Selected text:
--
Soothsaying 2021

Posted in current affairs by jrahman on January 14, 2021

Decades ago, when I was younger, chubbier, more reticent to talk to members of the opposite sex, and head full of hair, I used to escape from my mundane reality in random stories in the Economist magazine — election in some south European country, tanks in some tropical city following a coup, novel telecommunication links…. I would read about these exciting stuff in far flung places, and sigh out the window as the Force theme played in the background.

Okay, okay, there was never any background music, of course. Anyway, I am not sure whether their quality has dropped or I have become cynical and jaded, but I find the weekly magazine, even the Christmas double edition, boring and predictable these days. In comparison, the Financial Times, which I discovered much later at work, still continues to be daily staple, even if a lot of news stories are from exotic northern hemisphere locales that I know little about.

Nonetheless, I did take their soothsaying challenge last year. Of course, I had no idea what really would happen in 2020, even though I got 14 of 20 questions right. Guesses for 2021 are below. To summarise: the economy will rebound even as the pandemic lingers, authoritarian regimes will remain strong, as will be the Biden Administration. 

  • Will the WHO call an end to the public health emergency over Covid-19? No. Not in 2021. Maybe early 2022.
--
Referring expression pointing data
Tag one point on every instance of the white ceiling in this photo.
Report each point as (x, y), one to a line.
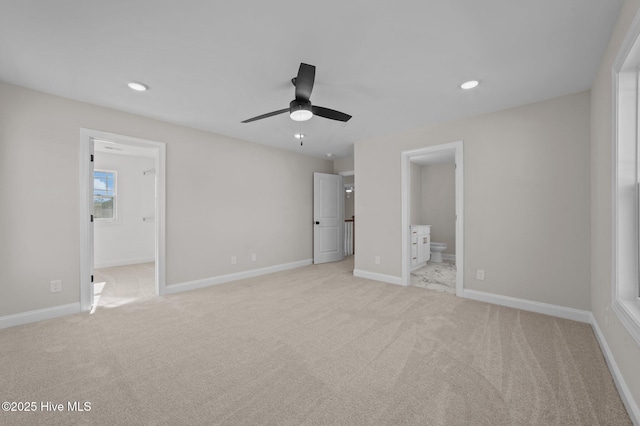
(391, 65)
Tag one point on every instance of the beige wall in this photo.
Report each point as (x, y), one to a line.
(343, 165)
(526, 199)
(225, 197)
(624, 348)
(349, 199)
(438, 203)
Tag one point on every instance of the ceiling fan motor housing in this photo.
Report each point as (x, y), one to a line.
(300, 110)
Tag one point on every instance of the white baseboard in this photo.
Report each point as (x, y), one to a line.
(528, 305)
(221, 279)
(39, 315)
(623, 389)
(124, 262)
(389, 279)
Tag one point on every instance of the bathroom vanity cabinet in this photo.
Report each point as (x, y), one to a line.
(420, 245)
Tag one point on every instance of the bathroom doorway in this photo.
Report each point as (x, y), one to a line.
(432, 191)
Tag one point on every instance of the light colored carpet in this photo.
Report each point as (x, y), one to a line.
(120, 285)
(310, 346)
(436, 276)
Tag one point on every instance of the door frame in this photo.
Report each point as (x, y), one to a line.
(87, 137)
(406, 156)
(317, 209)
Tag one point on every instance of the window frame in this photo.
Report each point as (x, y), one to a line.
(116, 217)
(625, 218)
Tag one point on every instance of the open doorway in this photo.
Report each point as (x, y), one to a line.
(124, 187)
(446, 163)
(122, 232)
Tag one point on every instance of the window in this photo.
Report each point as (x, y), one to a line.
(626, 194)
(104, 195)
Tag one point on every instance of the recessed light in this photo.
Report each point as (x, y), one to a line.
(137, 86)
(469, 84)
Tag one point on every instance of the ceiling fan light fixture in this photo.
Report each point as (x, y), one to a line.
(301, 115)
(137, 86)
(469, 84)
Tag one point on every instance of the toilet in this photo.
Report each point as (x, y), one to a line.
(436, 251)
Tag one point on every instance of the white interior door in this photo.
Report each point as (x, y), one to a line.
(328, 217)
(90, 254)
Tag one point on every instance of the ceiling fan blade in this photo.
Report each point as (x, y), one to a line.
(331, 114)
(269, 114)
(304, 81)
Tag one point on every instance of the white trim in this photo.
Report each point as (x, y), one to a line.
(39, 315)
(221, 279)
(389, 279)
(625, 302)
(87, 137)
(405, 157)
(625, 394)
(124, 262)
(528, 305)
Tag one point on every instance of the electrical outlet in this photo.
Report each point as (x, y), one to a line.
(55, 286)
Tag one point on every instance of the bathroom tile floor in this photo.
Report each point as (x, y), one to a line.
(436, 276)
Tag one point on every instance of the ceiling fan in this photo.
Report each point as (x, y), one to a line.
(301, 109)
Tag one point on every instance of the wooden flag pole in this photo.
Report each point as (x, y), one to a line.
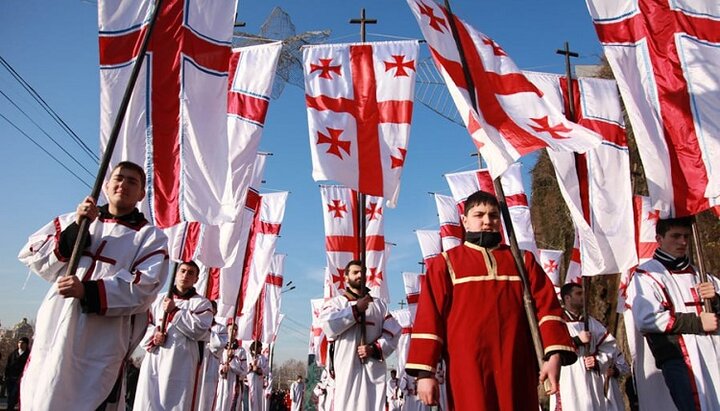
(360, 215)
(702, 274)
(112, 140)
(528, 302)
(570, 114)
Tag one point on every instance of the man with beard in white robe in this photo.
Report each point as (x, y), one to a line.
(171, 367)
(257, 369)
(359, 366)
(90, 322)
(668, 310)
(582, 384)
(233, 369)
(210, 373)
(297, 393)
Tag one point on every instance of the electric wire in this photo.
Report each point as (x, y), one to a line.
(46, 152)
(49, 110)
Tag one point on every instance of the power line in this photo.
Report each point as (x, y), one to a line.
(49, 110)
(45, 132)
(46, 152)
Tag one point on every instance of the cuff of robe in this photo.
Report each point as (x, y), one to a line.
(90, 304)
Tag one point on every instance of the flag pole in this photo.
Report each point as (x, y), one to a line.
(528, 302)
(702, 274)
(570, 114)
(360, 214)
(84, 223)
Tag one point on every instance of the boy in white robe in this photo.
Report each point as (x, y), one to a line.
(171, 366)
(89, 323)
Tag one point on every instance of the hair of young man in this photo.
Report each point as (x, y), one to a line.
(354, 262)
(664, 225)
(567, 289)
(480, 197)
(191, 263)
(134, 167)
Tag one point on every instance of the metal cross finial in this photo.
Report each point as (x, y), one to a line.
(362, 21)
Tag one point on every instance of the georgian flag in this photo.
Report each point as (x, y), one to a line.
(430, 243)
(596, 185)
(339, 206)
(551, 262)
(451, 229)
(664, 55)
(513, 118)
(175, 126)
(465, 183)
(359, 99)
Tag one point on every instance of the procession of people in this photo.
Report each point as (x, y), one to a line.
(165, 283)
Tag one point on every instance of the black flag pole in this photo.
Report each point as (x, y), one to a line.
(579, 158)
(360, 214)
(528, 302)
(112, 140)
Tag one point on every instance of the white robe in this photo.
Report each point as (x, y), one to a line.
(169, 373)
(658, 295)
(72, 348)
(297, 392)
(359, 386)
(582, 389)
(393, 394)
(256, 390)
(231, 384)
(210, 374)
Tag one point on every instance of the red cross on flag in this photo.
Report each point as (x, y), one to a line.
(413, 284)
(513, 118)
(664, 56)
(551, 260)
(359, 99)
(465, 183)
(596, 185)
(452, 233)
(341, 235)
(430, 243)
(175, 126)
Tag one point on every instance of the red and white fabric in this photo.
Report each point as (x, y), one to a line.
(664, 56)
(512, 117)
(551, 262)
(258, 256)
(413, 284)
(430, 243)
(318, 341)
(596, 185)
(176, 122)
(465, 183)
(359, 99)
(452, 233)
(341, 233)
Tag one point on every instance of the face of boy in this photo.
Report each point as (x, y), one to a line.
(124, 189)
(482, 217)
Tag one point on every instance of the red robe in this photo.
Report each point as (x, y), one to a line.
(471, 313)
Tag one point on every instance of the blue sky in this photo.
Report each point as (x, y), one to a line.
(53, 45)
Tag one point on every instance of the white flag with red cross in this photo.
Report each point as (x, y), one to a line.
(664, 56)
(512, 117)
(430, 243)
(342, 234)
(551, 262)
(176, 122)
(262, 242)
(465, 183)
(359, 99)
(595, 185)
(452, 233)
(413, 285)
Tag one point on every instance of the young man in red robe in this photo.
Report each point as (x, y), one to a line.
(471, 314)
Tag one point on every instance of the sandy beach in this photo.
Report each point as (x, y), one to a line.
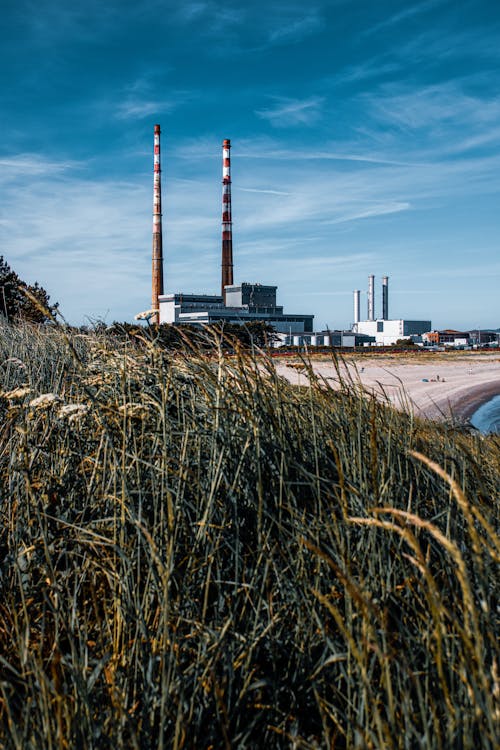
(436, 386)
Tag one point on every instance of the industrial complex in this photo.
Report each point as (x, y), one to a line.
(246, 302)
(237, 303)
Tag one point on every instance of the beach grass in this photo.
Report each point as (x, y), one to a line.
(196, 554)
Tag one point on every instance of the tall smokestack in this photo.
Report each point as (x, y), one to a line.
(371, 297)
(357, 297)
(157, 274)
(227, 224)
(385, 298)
--
What to produce:
Pick up the blog post with 2021 predictions after its last line and continue it in the same voice.

Output:
  • Will the majority of the world’s 5bn adult population be vaccinated? No. Not in 2021. Maybe 2022.

  • Will the Conservatives under Boris Johnson re-establish a clear lead over Labour? No

  • Will there be an independence referendum in Scotland? No. Not in 2021. But perhaps in 2022 or beyond.

  • Will the Greens be in Germany’s next governing coalition? Yes. I don’t know much about Germany — one of those far flung exotic places — so this is truly a wild guess.

  • Will Brussels charge a country with rule of law breaches in the use of EU funds? No. Ditto.

  • Will Joe Biden be a lame duck president? No. And I called an imperial presidency even before the Georgia run off. 

  • Will the US and China reach a trade deal? No. Ditto.

  • Will large-scale demonstrations erupt again in Hong Kong against China’s authority? No. Sadly, the regime has won for now.

  • Will India’s economy return to its pre-Covid size? No. Not in 2021. But of course it will eventually.

  • Will Nicolás Maduro hold on to power in Venezuela? Yes. Sadly, dictators are tenacious.

  • Will the US rejoin the 2015 Iran nuclear deal? Yes.

  • Will Ethiopia’s Abiy Ahmed be re-elected? Yes

  • Will US boardrooms become much less white? No

  • Will 2021 be a turning point for electric cars? No. Not in 2021. But soon.

  • Will the combined stock market value of the five biggest US tech companies top $8tn? No. Regulations will hurt them.

  • Will more than half of European office workers be back in the office? Yes.

  • Will the S&P 500 finish above 4,000? Yes.

  • Will global carbon emissions return to pre-pandemic levels? Yes.

  • Will oil prices stay above $50 a barrel? Yes.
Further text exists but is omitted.